• **GIVEN INSTRUCTION**:
Without the pictures, write out all the lines below exactly as they appear.

• **EXERCISE MATERIAL**:
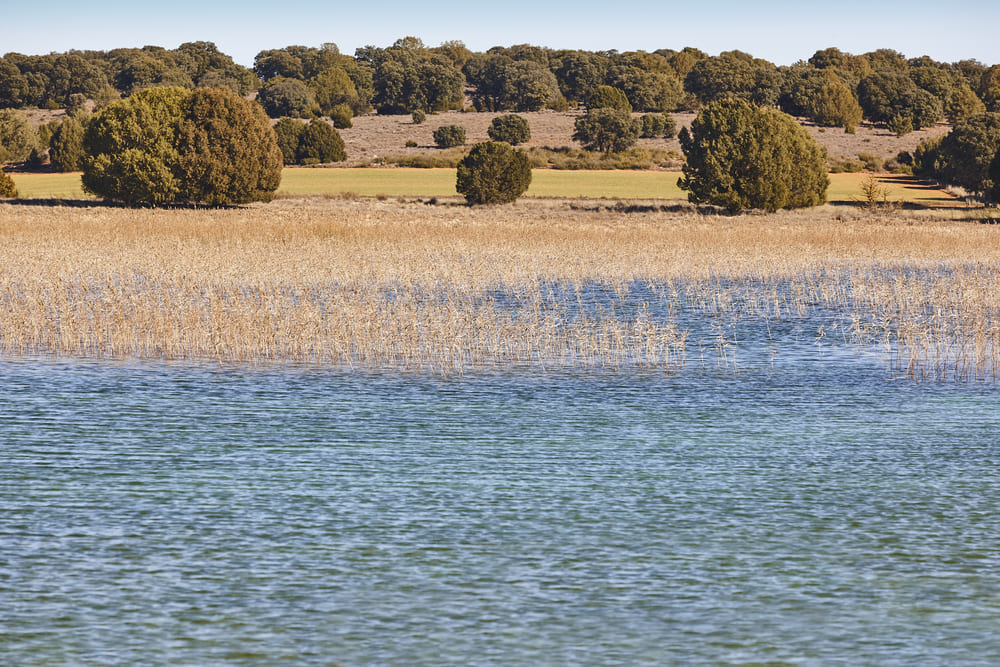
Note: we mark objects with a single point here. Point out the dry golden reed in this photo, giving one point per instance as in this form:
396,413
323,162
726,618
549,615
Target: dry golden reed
404,284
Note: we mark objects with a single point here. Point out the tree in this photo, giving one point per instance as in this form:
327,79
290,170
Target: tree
131,148
511,128
734,74
449,136
742,156
965,154
889,93
7,188
320,143
646,90
836,106
227,152
287,97
607,130
164,145
493,173
658,125
994,176
66,146
288,132
609,97
17,137
962,104
333,87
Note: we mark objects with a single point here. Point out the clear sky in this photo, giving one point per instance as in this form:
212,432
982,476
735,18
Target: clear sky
777,30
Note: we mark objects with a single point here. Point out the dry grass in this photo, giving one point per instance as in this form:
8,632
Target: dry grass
402,284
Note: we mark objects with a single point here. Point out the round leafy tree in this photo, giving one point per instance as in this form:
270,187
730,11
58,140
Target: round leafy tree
742,156
7,188
511,128
66,144
493,173
228,153
606,129
449,136
320,143
131,148
289,132
164,145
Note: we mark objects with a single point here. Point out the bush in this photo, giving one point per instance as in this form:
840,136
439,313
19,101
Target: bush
742,156
289,132
449,136
511,128
171,145
609,97
320,143
7,188
341,116
66,145
493,173
606,129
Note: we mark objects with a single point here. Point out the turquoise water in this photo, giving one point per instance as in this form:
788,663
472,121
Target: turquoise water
809,511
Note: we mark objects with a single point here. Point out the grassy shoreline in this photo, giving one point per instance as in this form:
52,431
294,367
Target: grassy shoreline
403,182
407,285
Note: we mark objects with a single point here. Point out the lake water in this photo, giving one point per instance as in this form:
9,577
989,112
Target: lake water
808,509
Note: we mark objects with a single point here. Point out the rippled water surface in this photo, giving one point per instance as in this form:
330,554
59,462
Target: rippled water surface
816,512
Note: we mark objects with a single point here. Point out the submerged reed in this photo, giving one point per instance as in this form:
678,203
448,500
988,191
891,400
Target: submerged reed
401,284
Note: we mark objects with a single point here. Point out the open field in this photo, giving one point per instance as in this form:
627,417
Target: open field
410,285
844,188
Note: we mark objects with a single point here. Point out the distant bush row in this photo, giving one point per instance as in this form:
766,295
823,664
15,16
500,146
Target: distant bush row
832,88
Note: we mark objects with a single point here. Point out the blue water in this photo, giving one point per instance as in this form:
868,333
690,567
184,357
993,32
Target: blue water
808,511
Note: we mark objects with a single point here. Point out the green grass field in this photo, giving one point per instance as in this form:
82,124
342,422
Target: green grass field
844,188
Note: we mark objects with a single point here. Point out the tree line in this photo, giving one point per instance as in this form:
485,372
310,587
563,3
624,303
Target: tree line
832,87
741,99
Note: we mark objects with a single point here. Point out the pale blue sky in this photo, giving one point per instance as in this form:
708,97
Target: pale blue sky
777,30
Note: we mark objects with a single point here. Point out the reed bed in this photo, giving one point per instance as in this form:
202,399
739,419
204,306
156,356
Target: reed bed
407,285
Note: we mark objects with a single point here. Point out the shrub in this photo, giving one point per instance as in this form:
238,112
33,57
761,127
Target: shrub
493,173
742,156
320,143
7,188
449,136
341,116
609,97
66,145
171,145
606,129
511,128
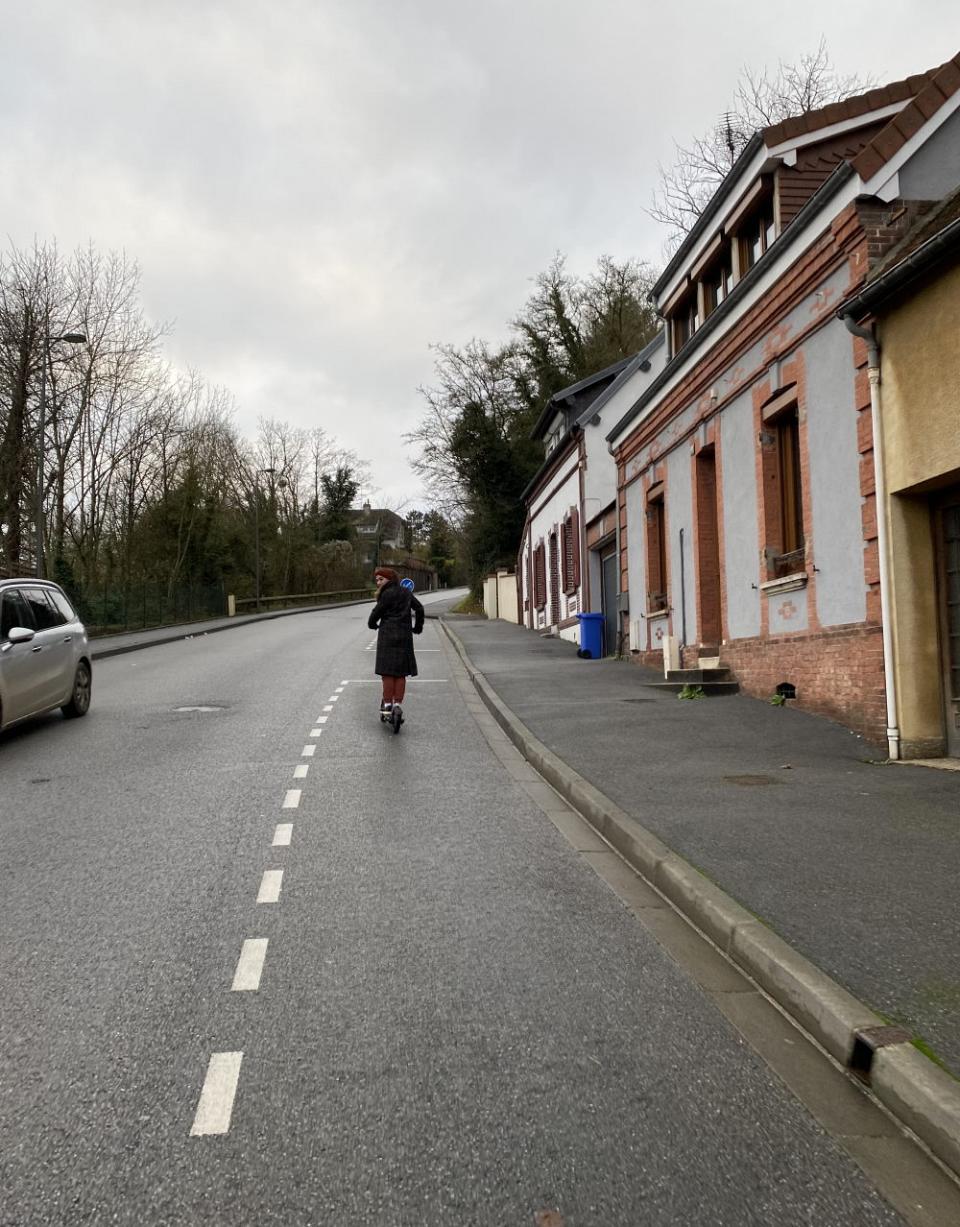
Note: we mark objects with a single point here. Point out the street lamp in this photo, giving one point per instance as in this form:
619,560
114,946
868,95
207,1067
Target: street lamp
69,339
257,529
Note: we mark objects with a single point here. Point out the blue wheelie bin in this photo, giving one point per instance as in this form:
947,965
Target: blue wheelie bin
591,636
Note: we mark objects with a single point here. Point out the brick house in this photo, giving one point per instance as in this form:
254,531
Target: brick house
567,555
745,470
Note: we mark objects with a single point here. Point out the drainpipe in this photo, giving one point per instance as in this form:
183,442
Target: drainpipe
616,547
873,371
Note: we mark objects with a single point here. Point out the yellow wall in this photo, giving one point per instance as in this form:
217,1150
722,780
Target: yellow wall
920,368
920,371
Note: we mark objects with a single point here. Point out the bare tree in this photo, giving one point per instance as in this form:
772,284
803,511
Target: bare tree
760,100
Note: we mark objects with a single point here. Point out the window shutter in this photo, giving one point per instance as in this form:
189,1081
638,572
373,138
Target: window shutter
575,535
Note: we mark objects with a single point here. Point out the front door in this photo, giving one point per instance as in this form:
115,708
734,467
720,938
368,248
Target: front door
948,540
609,593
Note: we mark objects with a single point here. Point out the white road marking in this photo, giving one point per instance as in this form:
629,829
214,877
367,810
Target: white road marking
270,885
249,966
216,1097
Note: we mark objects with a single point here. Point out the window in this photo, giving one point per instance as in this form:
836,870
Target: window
656,551
46,615
539,577
756,234
685,322
14,611
63,604
782,491
570,550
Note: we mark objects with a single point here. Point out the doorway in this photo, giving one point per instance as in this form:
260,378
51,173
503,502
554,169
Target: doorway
609,601
948,588
708,584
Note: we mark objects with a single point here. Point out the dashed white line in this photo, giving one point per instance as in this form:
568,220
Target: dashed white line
216,1097
249,966
270,885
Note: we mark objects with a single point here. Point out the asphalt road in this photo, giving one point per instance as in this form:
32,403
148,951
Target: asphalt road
449,1019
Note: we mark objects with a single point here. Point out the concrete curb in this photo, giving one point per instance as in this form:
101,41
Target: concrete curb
917,1092
190,630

• **RESPONSE TO THIS EXERCISE**:
Note: we mark objects with a single point here. Point out the dry golden reed in this photo, giving one point per instance as in this form:
396,413
323,162
726,618
549,615
Target: dry golden reed
404,284
Note: we mark objects with a single point here. Point out the tree in this photo, giving one point per instance as in this form:
327,79
290,170
Target: tree
131,148
511,128
734,74
449,136
742,156
965,154
889,93
7,188
320,143
646,90
836,106
227,152
287,97
607,130
164,145
493,173
658,125
994,176
66,146
288,132
609,97
17,137
962,104
333,87
Note: we mark objects with a single point here. Point out the clear sky in this photo, giving one point per instance as in this form:
212,432
982,476
735,18
Target: clear sky
777,30
Note: we mark objects with a single point here. Point out the dry grass in this photo, giving one point per instance as in this form:
8,632
Target: dry grass
402,284
Note: we mark objects with a single point here. Point out the round leafy tree in this photo, giving one point per instance as in this form:
270,187
730,11
58,140
Target: round leafy tree
742,156
7,188
511,128
66,144
493,173
228,153
606,129
449,136
320,143
131,148
289,132
164,145
Note: we mark objects with a single point here. Point out the bush in this photo, giving one point per instance as in this form:
840,136
439,313
19,101
Target: bush
742,156
289,132
449,136
511,128
171,145
609,97
320,143
7,188
341,116
66,145
493,173
606,129
Note: we mark objects with a single point here. Point out the turquoise water in this photo, giving one point per instance as in this form:
788,663
472,121
Target: turquoise water
809,511
Note: we mark objects with a single point here. Point out the grassy shoreline in this photo, giving one point per instance as in this form:
52,431
294,367
Target: grassy shoreline
403,182
407,285
Note: we mark objects with a single point here. Point out the lake water in this photo, giving one point per instance as in this form:
9,577
989,112
Target: lake water
808,509
Note: we mark objects with a single point here. Point out the rippled water surface in this photo, giving one point per instance as in this form:
330,554
59,462
Target: rippled water surface
816,512
Note: we mark objects with a single point here. Point out the submerged reed in this photo, giving one point per instance as in this form:
678,203
448,500
988,191
891,400
Target: submerged reed
401,284
Note: we mark objects with a single point here. Point out the open field in this photo, giving one point per instance as in this form:
627,417
Target: open field
410,285
844,188
Note: we mark objects with a single point here. Point out the distant bush row in this photo, giving one point per instance as in this form:
766,295
823,664
15,16
500,146
Target: distant bush row
832,88
Note: we mark objects with a single point here. Point out the blue water in this photo, giving one point per instance as in this form:
868,333
690,567
184,357
993,32
Target: blue water
808,511
Note: we mark objects with a single point here. Point out the green grass field in this photo, giving one point per instance as in this form:
82,124
342,422
Target: green grass field
844,188
Note: we mark objects with a single point here. Point out the tree line in this photo, giving one point per instance as in this form:
485,372
310,587
563,3
624,303
Target: tree line
832,87
741,99
Note: we mark objects with a single point here. Point out the pale blue sky in this photo, giving one point per instance as in this form:
708,97
Target: pale blue sky
777,30
Note: we mark objects with a single point here. Point out the reed bed in this photo, giving one point per instance as in this form:
202,399
739,419
204,306
156,356
Target: reed bed
407,285
Note: we mark objects with a single point here. Point out the shrub in this photo, giving one point per instance as in this form:
238,112
33,57
761,127
Target: shrub
493,173
742,156
320,143
7,188
449,136
341,116
609,97
66,145
171,145
606,129
511,128
Note: we mark objects with a single point here. Point out the street lamp in this photo, giving one point per instance as in this form:
619,560
114,946
868,95
207,1067
Target: street lamp
69,339
257,529
Note: we mark objects with a single point here. Point out the blue wheelie bin in this photo, giving one point per instance as in this form:
947,965
Target: blue wheelie bin
591,636
Note: we mark objects with a single point here. Point out the brick house in this photo, giving one point per instance as in this form:
254,531
Target: brick house
567,555
745,470
Note: we mark objects with a single point here. Point out the drainpipe in this photo, giving one point per instance as in this form:
183,442
Target: drainpipe
616,547
873,371
Note: we mark objects with a single point here. Point out the yellow wall in this photo, giving one point per instance as in this form:
217,1150
722,780
Target: yellow wall
920,368
920,371
Note: we mark objects with a single point here. Point out the bare tree in this photo, giving one point per instance as in this form:
772,284
803,511
Target: bare tree
760,100
Note: we mark objects with a single point here. Point out the window shutter in this photo, giving one point per instance as in this form:
189,1081
638,572
373,138
Target: window shutter
575,535
Note: we mark objects with a single point here. Point out the front door in this photo, giving one point per instance as in this form:
115,708
734,467
720,938
368,248
Target: front door
948,540
609,593
Note: we mark objects with a single point here. Point out the white road marking in this photo, giving one point per instance as in this form:
629,829
214,877
367,810
Target: white road marking
270,885
249,966
216,1097
Note: we mark objects with a single point here. Point out the window in this photo, giving one point per instance as in this form:
836,870
Target: window
656,551
46,615
539,577
756,234
685,322
14,611
63,604
782,491
570,550
Note: we mark objects with a single point here. Point out the doorway in this photo, giving one point per instance as in this form:
260,378
51,173
503,502
554,169
Target: doorway
609,601
948,588
708,584
Note: we mark objects with a single point here. Point out the dashed white line in this photo, giving one point per instance as in this form:
568,220
Target: dashed white line
216,1097
249,966
270,885
Note: we mark objects with a single point here. Point out the asphalt road in this photo, giving one point per instance as in this form:
32,403
148,951
Target: asphalt road
449,1019
Note: we mark objects with a single point here. Point out the concrete curb in this photo, giving one point per instance as in this form:
101,41
Target: concrete curb
917,1092
190,630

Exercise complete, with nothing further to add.